EXCERPT:

################

Listen to what Jesus said: “When the Son of Man comes in his glory, and all the angels with him, he will sit on his throne in heavenly glory. All the nations will be gathered before him, and he will separate the people one from another as a shepherd separates the sheep from the goats. He will put the sheep on his right and the goats on his left. . . . Then they will go away to eternal punishment, but the righteous to eternal life” (Matt. 25:31-33, 46).
A Call to Confess Christ
Confession is not optional for a Christian. Jesus said, “Whoever acknowledges me before men, I will also acknowledge him before my Father in heaven. But whoever disowns me before men, I will disown him before my Father in heaven” (Matt. 10:32-33). Confess now. Confess before men, especially before unbelievers, that they may hear and believe.
Confess him at home. Confess him at baptism. Confess him in worship. Confess him at work. Confess him at school. Confess before enemies and don’t worry if you are persecuted for your confession. Confess when you are tempted. Joseph said, “How . . . could I do such a wicked thing and sin against God?” (Gen. 39:9). Daniel also confessed when tempted. When Satan tempted Jesus, the Son of God told the devil, “It is written.” John writes, “They overcame him by the blood of the Lamb and the word of their testimony” (Rev. 12:11). Speak about Christ when it matters. Confess in severe trials, which are coming. Muster all the strength that the Holy Spirit will give you to say, “Jesus Christ is Lord.” Above all, confess at death, as Paul did: “For I am already being poured out like a drink offering, and the time has come for my departure. I have fought the good fight, I have finished the race, I have kept the faith. Now there is in store for me the crown of righteousness, which the Lord, the righteous Judge, will award to me on that day-and not only to me, but also to all who have longed for his appearing” (2 Tim. 4:6-8). After making his confession, the apostle walked out and was beheaded. Confess as David Livingstone, a missionary to Africa, did after laboring for many years. When he was about to die, he said, “Build me a hut to die in, for I am going home.”4
We must confess the true confession, because there are false confessors in the church. Many people have been received into church membership because of the confession they made, only later to break their word. Of such people the Lord says: “These people come near to me with their mouth and honor me with their lips, but their hearts are far from me. Their worship of me is made up only of rules taught by men” (Isa. 29:13). Jesus also described them: “Many will say to me on that day, ‘Lord, Lord, did we not prophesy in your name, and in your name drive out demons and perform many miracles?’ Then I will tell them plainly, ‘I never knew you. Away from me, you evildoers!'” (Matt. 7:22-23). And Paul writes, “They claim to know God, but by their actions they deny him. They are detestable, disobedient and unfit for doing anything good” (Tit. 1:16). John says, “If we claim to have fellowship with him yet walk in the darkness, we lie and do not live by the truth” (1 John 1:6).

################

Stored data entries:
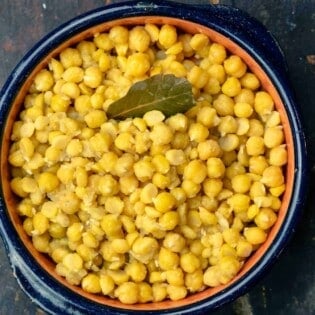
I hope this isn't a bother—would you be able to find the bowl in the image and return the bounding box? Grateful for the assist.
[0,1,307,314]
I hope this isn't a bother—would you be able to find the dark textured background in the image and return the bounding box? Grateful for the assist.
[0,0,315,315]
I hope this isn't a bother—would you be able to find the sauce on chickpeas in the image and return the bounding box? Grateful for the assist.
[9,24,287,304]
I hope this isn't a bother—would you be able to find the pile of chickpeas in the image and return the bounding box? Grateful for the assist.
[8,24,287,304]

################

THE TASKS:
A) State whether each statement agrees with the excerpt on confessing Christ, answering yes or no and quoting the deciding words: (i) confession is optional for a Christian; (ii) Paul was beheaded after making his confession; (iii) David Livingstone was a missionary to Africa.
B) Extract from the excerpt on confessing Christ the portion starting with "Listen to what" and going on through "(Matt. 25:31-33, 46).".
The rows stand apart from the excerpt on confessing Christ.

SOLVED PROBLEMS:
A)
(i) No: "Confession is not optional for a Christian."
(ii) Yes: "After making his confession, the apostle walked out and was beheaded."
(iii) Yes: "David Livingstone, a missionary to Africa"

B)
Listen to what Jesus said: “When the Son of Man comes in his glory, and all the angels with him, he will sit on his throne in heavenly glory. All the nations will be gathered before him, and he will separate the people one from another as a shepherd separates the sheep from the goats. He will put the sheep on his right and the goats on his left. . . . Then they will go away to eternal punishment, but the righteous to eternal life” (Matt. 25:31-33, 46).